SOURCE TEXT:
----------

Festival Stozhary is an international actors film festival which takes place in Kyiv, Ukraine. The name of the festival is an Old Slavonic counterpart for the asterism of Pleiades. In the mythology of ancient Greece Pleiads were the 7 beautiful daughters of the Titan Atlas and the sea-nymph Pleione. Turned into 7 birds by Zeus they later became 7 bright stars, which formed beautiful constellation.

The mysterious 7 became the code structure of the festival “Stozhary” – 7 days the festival lasts, 7 prizes the winners receive, 7 members of jury, 7 colors of rainbow which along with the winged Pleaiad-maid became the symbol of the festival.

Through the history of the festival - 1995, 1997, 1999, 2003, 2005, cinematographers from Russia, Belarus, Georgia, Latvia, Estonia, Moldavia, Poland, Serbia, Austria, Italy, Germany, USA and Ukraine were the guests and participants of the festival contest. The festival was covered by the media of Ukraine, Russia, Belarus and Poland.

The festival contributes to strengthening and intensification of the brotherhood of actors and provides for non-official, non-formal atmosphere in which cinematographers can resolve issues, gain new experiences, teach and learn, share inspiration, uphold each other and bring happiness to the spectators.

Actors film festival is different from traditional festival forums in that only the actors works and performances are the subject for its contest and jury assessment. For today International Film Festival Stozhary is the only international actors film festival in the world.

Festival history

Stozhary '95
1st Open Actors Film Festival Stozhary in Kyiv took place on August 22–28, 1995.

----------

Stored data entries
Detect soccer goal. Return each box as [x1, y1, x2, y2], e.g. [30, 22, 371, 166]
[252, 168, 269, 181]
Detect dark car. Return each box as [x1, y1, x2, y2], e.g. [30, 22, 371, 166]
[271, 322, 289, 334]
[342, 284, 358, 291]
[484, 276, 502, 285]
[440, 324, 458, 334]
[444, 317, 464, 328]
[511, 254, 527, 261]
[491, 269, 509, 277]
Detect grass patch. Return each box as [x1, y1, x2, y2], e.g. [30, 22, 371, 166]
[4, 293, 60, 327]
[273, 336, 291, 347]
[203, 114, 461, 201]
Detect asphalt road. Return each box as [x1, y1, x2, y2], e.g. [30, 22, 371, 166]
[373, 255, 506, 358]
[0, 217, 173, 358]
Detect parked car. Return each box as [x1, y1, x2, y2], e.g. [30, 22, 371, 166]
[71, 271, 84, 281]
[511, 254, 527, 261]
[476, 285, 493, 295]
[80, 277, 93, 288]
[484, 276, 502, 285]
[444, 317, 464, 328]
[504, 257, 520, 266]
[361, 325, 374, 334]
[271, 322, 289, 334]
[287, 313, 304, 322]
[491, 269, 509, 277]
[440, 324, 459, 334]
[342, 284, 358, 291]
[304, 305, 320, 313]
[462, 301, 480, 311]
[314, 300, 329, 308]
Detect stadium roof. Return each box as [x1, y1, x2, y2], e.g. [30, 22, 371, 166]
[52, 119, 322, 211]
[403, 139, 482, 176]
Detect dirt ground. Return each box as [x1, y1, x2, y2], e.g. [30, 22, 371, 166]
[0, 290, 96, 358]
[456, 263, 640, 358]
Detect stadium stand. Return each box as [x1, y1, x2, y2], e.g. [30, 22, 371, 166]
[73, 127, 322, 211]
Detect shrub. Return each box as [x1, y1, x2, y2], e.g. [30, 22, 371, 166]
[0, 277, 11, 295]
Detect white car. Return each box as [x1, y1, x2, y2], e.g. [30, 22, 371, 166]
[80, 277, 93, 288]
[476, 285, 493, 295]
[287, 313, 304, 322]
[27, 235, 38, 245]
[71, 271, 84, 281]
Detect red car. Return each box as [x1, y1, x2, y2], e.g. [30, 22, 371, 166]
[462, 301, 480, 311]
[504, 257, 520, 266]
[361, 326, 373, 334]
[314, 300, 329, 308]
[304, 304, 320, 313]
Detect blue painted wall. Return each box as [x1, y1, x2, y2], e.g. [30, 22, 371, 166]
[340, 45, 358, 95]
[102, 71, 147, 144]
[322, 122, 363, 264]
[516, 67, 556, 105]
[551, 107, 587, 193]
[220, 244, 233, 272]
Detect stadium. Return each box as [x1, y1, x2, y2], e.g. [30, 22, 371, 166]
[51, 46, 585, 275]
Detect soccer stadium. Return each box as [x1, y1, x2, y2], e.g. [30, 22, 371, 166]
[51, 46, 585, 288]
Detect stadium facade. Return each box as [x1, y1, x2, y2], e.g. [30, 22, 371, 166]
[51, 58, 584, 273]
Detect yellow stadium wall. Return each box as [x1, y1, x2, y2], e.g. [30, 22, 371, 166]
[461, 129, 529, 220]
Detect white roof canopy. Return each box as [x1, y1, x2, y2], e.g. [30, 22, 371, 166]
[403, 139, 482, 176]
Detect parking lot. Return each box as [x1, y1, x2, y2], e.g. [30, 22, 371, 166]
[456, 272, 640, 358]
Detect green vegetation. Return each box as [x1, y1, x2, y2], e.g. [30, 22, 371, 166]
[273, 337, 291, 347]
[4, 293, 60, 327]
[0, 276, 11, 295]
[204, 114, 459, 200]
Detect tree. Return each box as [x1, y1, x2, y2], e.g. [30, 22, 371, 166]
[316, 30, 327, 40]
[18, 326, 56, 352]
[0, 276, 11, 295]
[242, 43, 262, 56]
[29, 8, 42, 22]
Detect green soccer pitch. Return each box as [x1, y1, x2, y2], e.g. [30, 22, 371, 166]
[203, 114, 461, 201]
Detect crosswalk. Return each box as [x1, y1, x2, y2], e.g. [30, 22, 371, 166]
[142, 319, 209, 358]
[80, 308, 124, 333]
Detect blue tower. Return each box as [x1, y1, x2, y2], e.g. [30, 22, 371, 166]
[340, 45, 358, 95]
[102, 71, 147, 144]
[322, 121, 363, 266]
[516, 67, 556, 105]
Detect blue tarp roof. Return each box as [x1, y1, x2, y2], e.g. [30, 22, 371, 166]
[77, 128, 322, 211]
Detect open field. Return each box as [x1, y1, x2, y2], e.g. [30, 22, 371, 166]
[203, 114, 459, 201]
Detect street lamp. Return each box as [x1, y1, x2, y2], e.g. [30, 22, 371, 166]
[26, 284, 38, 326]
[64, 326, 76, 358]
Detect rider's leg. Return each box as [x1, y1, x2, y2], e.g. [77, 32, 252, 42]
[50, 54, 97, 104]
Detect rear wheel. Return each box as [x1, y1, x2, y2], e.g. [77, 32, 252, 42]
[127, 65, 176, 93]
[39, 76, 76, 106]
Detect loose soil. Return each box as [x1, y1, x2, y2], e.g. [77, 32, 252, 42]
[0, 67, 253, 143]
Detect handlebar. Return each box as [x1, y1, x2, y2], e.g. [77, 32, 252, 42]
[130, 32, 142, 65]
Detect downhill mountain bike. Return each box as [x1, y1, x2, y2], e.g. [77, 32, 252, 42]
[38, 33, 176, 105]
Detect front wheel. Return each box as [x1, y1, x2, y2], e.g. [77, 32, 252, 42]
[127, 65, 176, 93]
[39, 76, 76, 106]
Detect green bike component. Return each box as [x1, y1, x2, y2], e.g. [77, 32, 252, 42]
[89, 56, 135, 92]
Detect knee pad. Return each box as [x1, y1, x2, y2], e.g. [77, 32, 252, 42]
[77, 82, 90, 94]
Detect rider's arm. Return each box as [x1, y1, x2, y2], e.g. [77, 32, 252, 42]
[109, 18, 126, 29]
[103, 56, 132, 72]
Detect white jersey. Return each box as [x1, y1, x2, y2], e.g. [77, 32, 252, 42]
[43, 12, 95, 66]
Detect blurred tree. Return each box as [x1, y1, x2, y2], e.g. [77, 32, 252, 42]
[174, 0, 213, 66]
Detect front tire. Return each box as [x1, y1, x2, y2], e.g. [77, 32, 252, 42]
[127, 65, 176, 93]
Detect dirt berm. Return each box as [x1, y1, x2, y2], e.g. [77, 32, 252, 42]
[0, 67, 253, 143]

----------

EXERCISE TASKS:
1. Answer these questions from the text about the Stozhary festival, ignoring the entries:
(a) In which city does the festival take place?
(b) How many members make up the jury?
(c) On what dates did the 1st Open Actors Film Festival Stozhary take place?
2. Please carry on the text about the Stozhary festival from its last sentence, leaving the entries aside.

ANSWERS PROVIDED:
1.
(a) Kyiv, Ukraine
(b) 7
(c) August 22–28, 1995

2.
22 Ukrainian films produced since 1991 till 1995 took part in the contest. During the festival the score of press conferences, actor-audience meetings, round-table discussions and actors’ recitals (professional actors clubs) took place. 
The festival events were covered by the leading media of Ukraine and Russian TV companies. The series of Leonid Filatov TV program “O  kogo pomnim…” was filmed during the festival, covering the life and work of prominent Ukrainian cinematographers Ivan Nikolaychuk, Leonid Bikov, Nikolai Grinko. 
Meetings with actors, premiere screenings and other festival events took place in Kyiv, Slavutich and Dnepropetrovsk cities of Ukraine. 
The festival success drew attention of the Ukrainian government and international actors community.

Stozhary '95 jury
Jury chairman:
National Artist of the USSR Via Artmane
Jury  members: Raisa Nedashkivska (National Artist of Ukraine), Lev Perfilov (Honored artist of Ukraine), Svetlana Kruchkova, Igor Dmitriev, Vladimir Konkin, Elena Drapeko (National Artists of Russia).

Stozhary '95 Prize-Winners

Stozhary '95 Additional Awards

 Special Jury Prize: „To Director. For the High Professionalism in Work with an Actor”. Awarded to National Artist of Ukraine, director Nikolay Maschenko for the film „Marrying death”.
 Screen Actors Guild of Ukraine Special Prize: "To Actor. For the Great Contribution to Cinematography". Awarded to National Artist of Ukraine, Ada Rogovtseva; National Artist of Ukraine, Konstantin Stepankov; National Artist of Ukraine,
Ivan Gavriluk; National Artist of Ukraine, Natalia Naum.

Stozhary '97
2nd Open International Actors Film Festival Stozhary in Kyiv took place on August 30 - September 7, 1997.

Stozhary '97 was perfect international cinema celebration. The 2nd Stozhary festival invited more than 30 guests from CIS, Baltic States and Eastern Europe among which:

The Guests

Russia:

National Artists of Russia: Nikolai Karachentsov, Olga Kabo, Igor Bochkin, Vsevolod Shilovsky, Nikolai Burlyayev, Mikhail Svetin.

Actors: Andrey Ankudinov, Elena Tonunts.

Mark Rudinshtein (Festival “Kinotavr” General Producer).

Latvia: Ivars Kalniņš.

Georgia: Baadur Tsuladze (Honored Artist of Georgia, the President of Screen Actors Guild of Georgia).

Poland:

Film Director Jerzy Hoffman

Actors: Daniel Olbrychski, Barbara Brylska, Jerzy Zelnik.

Critics: Janusz Gazda, Danuta Suchowierska.

Serbia:

Yovan Markovic (Script writer and Film Director).

Actors: Elena Zhigon, Vera Trifonova-Muyovich, Ivanna Zhigon.

Belarus:

National Artists of Belarus: Vladimir Gostuhin, Svetlana Okruzhnaya. Svetlana Suhovey (Honored Artist of Belarus, the President of Screen Actors Guild of Belarus).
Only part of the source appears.